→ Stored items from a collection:
--*--

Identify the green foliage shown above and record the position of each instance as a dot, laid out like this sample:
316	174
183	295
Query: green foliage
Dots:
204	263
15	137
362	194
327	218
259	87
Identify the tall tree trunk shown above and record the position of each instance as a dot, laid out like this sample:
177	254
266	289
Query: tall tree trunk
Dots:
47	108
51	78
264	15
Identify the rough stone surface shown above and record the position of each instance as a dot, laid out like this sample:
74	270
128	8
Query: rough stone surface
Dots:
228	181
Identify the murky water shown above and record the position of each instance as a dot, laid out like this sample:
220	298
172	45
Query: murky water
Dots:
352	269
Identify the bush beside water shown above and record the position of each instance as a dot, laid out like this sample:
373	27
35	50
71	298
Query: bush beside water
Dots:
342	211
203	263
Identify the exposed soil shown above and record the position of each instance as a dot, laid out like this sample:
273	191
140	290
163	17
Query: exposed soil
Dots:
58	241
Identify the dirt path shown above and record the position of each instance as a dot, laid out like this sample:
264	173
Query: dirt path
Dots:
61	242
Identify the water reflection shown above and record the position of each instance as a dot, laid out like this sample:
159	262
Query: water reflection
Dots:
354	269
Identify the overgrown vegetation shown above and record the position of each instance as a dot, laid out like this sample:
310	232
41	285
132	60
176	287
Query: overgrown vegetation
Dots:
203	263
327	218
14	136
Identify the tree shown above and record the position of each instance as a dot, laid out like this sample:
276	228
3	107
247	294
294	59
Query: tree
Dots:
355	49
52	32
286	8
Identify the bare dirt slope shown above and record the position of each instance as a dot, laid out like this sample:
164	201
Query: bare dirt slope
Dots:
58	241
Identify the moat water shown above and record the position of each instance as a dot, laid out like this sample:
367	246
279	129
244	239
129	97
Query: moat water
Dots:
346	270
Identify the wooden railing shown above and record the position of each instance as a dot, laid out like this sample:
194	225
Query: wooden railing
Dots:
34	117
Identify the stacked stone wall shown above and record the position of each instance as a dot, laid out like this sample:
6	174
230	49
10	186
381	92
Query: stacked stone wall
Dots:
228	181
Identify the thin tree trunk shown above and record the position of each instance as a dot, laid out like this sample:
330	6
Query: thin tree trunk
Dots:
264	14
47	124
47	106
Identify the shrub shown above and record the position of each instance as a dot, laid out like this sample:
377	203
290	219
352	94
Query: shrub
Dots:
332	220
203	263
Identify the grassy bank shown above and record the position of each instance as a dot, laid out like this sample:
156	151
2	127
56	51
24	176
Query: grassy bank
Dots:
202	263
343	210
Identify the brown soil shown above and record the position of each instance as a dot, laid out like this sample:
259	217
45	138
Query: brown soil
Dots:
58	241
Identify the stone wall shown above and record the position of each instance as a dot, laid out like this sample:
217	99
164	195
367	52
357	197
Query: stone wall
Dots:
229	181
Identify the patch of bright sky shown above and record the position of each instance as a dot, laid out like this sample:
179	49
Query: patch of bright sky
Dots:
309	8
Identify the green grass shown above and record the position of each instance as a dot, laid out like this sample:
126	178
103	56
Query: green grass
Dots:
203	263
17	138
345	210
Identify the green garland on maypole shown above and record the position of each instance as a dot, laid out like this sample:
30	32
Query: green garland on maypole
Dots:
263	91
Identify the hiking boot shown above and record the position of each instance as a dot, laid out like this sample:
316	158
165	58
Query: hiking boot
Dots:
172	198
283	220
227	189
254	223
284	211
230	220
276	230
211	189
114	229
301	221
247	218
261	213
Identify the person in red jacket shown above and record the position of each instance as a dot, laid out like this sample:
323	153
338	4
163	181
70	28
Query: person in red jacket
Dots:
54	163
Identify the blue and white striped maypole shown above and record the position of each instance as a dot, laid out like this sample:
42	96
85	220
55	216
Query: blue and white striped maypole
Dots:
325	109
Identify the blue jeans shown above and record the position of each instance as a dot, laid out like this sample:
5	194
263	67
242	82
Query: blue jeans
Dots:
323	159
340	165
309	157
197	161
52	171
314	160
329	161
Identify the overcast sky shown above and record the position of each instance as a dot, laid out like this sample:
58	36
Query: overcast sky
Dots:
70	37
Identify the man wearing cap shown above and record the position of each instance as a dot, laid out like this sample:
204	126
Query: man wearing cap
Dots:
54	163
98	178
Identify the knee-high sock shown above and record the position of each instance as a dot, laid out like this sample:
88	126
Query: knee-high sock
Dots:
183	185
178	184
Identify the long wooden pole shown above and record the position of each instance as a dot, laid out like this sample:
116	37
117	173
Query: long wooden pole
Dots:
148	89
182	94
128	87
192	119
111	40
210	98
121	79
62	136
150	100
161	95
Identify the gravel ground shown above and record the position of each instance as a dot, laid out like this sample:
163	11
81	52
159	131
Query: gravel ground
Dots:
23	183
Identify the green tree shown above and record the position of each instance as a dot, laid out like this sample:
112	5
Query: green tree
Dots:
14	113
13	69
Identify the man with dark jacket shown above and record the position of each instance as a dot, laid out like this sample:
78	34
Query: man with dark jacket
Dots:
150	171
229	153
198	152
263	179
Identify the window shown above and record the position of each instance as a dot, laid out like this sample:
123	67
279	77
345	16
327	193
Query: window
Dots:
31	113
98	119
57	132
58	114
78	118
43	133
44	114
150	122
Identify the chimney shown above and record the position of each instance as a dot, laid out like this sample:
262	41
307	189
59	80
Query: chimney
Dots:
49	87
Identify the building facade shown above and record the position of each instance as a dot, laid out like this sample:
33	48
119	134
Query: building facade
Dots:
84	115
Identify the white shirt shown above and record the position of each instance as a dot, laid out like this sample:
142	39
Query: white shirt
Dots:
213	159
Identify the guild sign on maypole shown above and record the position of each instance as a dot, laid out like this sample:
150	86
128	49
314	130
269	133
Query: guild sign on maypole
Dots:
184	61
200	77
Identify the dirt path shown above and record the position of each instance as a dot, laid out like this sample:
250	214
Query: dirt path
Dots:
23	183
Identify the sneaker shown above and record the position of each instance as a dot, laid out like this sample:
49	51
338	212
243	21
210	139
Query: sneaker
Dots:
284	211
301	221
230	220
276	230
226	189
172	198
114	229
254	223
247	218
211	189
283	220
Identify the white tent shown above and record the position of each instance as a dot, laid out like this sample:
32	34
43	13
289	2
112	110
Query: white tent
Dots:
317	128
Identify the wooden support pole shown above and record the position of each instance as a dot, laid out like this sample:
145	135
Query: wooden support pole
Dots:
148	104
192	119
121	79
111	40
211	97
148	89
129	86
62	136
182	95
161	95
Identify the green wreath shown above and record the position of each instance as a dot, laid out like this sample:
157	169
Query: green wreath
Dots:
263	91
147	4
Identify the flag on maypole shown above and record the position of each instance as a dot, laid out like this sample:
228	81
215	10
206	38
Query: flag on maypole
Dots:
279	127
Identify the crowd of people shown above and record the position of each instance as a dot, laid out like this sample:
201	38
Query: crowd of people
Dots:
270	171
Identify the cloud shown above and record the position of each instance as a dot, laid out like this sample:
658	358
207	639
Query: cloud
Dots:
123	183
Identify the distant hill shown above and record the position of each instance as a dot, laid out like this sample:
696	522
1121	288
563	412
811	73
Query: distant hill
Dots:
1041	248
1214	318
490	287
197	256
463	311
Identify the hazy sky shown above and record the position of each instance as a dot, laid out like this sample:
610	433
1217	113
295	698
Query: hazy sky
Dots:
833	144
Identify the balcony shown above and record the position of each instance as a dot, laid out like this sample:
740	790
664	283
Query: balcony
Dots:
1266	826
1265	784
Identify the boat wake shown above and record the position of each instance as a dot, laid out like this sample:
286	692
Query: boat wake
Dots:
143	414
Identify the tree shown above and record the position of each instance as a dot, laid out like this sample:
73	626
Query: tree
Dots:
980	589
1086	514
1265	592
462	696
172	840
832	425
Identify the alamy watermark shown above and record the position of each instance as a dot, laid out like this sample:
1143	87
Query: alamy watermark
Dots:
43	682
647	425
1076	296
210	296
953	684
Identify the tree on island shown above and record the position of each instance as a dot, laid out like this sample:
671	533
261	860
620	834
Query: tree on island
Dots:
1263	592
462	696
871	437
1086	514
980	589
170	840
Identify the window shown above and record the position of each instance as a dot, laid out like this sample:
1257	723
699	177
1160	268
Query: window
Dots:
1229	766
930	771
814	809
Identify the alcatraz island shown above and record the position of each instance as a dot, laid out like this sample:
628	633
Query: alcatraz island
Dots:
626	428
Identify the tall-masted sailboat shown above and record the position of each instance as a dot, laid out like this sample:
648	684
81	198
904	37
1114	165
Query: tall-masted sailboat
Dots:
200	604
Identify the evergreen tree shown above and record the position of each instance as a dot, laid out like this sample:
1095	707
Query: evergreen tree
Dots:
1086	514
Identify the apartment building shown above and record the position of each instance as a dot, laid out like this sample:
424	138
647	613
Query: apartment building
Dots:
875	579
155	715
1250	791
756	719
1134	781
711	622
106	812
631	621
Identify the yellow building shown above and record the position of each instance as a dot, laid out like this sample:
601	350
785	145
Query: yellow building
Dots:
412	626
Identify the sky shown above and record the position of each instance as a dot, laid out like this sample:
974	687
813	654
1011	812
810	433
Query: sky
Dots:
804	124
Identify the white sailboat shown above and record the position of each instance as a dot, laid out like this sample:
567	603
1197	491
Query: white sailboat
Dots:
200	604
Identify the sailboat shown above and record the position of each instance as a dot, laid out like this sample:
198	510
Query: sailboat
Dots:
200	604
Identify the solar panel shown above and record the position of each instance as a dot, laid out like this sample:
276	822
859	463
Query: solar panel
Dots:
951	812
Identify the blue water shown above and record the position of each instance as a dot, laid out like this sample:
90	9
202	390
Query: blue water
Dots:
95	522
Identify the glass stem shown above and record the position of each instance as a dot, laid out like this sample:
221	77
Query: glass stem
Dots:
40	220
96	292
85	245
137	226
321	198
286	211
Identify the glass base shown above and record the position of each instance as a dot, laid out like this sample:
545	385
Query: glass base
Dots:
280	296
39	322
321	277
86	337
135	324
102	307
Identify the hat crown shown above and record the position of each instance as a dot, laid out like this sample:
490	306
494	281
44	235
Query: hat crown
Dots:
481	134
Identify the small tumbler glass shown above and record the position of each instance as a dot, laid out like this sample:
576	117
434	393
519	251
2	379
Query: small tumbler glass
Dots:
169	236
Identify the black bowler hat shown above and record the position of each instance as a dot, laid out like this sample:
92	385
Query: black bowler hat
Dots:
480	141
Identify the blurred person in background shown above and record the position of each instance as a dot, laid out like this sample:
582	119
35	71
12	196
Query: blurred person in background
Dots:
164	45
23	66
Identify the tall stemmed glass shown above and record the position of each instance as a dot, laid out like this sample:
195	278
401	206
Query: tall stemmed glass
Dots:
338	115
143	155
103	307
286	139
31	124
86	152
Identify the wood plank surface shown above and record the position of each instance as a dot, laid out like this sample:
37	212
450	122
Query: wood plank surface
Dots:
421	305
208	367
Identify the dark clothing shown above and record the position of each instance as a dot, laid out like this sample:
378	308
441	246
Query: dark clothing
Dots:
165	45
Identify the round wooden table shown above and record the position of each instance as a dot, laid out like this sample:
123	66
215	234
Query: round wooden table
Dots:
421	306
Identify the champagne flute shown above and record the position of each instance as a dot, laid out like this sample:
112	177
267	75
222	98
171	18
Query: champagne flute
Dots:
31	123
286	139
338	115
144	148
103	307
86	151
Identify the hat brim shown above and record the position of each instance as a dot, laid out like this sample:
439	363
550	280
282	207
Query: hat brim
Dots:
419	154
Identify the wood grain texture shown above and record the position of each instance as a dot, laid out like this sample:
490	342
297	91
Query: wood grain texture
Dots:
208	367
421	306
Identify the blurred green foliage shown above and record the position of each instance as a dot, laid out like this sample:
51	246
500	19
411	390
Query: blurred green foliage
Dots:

--*--

→ What this task involves:
Recast the rows from the line containing "Identify the round" through the last row as a numbered list, with blank lines omitted.

→ The response:
1. Identify the round wooden table shown above and record the position of each instance as a dot, laid out like this sample:
2. 123	66
3. 215	234
4. Query: round wooden table
5. Dots:
6. 421	306
7. Identify the champagne flute shown above and record the position of each instance as a dot, laid out like this sample:
8. 112	177
9. 267	75
10. 222	98
11. 171	18
12. Query: champagne flute
13. Dots:
14. 31	123
15. 286	139
16. 338	115
17. 144	148
18. 103	307
19. 86	151
20. Identify the hat brim shown above and record the position of each instance as a dot, laid out like this sample:
21. 439	363
22. 550	280
23. 282	207
24. Query: hat brim
25. Dots:
26. 419	154
27. Identify the wood grain texture shown above and record the position of each instance as a dot, laid out like this sample:
28. 490	342
29. 297	91
30. Query: wood grain texture
31. Dots:
32. 208	367
33. 421	306
34. Identify the blurred green foliage shown above and record the position of each instance as a dot, laid out like this sample:
35. 51	246
36. 500	19
37. 411	390
38. Query: blurred green foliage
39. Dots:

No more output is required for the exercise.